Critics' reviews of the album were generally positive; they praised its uptempo tracks and its production, though some criticized it for containing too many ballads. Martin received several accolades, including the Best Latin Pop Performance at the 41st Annual Grammy Awards in 1999. Vuelve debuted at number one on the US Billboard Top Latin Albums chart and peaked at number forty on the Billboard 200. Martin's performance of "La Copa de la Vida" on the Grammy Awards show was credited for boosting the album's sales. Certified  platinum by the Recording Industry Association of America (RIAA), it sold more than 888,000 copies in the United States, standing as the 10th best-selling Latin album in the country. Vuelve reached number one in Norway, Portugal, and Spain, as well as the top 10 in seven other countries, including Australia and Italy. As of 2008, the album had sold over six million copies worldwide.

Vuelve spawned six singles: its title track, "Vuelve", "La Copa de la Vida", "La Bomba", "Perdido Sin Ti", "Por Arriba, Por Abajo", and "Casi un Bolero". "Vuelve" and "Perdido Sin Ti" both reached number one on the Billboard Hot Latin Songs in the US while "La Copa de la Vida" became an international hit in both Europe and South America. For promotion, Martin embarked on the worldwide Vuelve tour performing in Asia, Australia, Europe, Mexico, South America, and the United States.

Background and recording

In 1995, Ricky Martin released his third studio album, A Medio Vivir. On it, he shifted from his traditional ballad-style compositions to a riskier fusion of music focused on traditional Latin sounds, epitomized by the song "María". Taken aback by the starkly different musical style, his record label executives felt the song would ruin Martin's career. Despite this, "María" was chosen as the album's second single and became a breakthrough success, reaching number one in France, Spain, Germany, Belgium, Holland, Switzerland, Finland, Italy, Turkey, and the whole of South America. As of 2014, A Medio Vivir has sold over three million copies worldwide. "María" caught the attention of FIFA. They contacted Martin in the middle of his tour and asked him to write an anthem for the 1998 World Cup; Martin subsequently recorded "La Copa de la Vida" () composed by KC Porter, Desmond Child, and fellow ex-member of Menudo Robi Draco Rosa. According to the vice president of marketing at Sony Music Europe, Richard Ogden, FIFA chose Martin because he "exemplified all of the ideals that organizers of the famed football (soccer) tournament wanted us to try to embody in music".
◇ ◇ ◇ ◇ ◇ ◇ ◇
GOALS:
1 > In the text about the album Vuelve, which award did Martin win at the 41st Annual Grammy Awards?
2 > Write the next paragraph of the text about the album Vuelve, picking up right after its final sentence.

SUPPLIED MATERIAL:
◇ ◇ ◇ ◇ ◇ ◇ ◇
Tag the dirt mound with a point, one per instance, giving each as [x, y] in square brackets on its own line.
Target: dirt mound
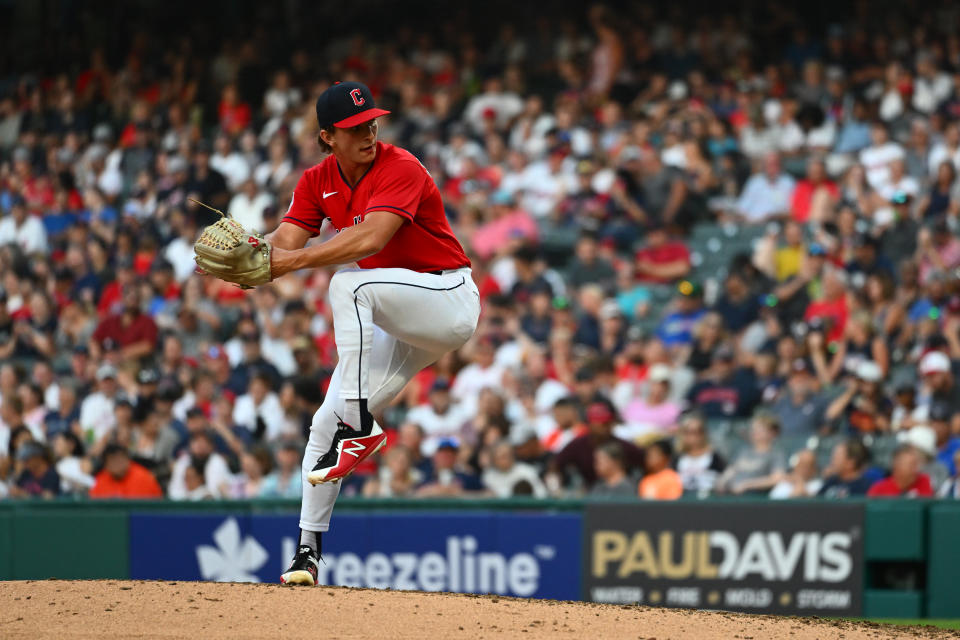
◇ ◇ ◇ ◇ ◇ ◇ ◇
WRITTEN RESPONSES:
1 > Best Latin Pop Performance.

2 >
While on tour in 1997, Martin returned to the studio and began recording material for his fourth studio album. He said the experience of touring and recording at the same time was "brutal and incredibly intense". On December 7, 1997, Martin confirmed he was completing his next project and that the album would be released in February of the following year. He worked on the album with producers Porter and Rosa, and recorded it in studios across the United States, Puerto Rico, and Spain. The album's title, Vuelve, was announced on January 25, 1998. In an interview with CNN en Español, he emphasized it was going to "reaffirm the internationalization of my career and I know that it will help me a lot to destroy the stereotypes that may exist with my culture".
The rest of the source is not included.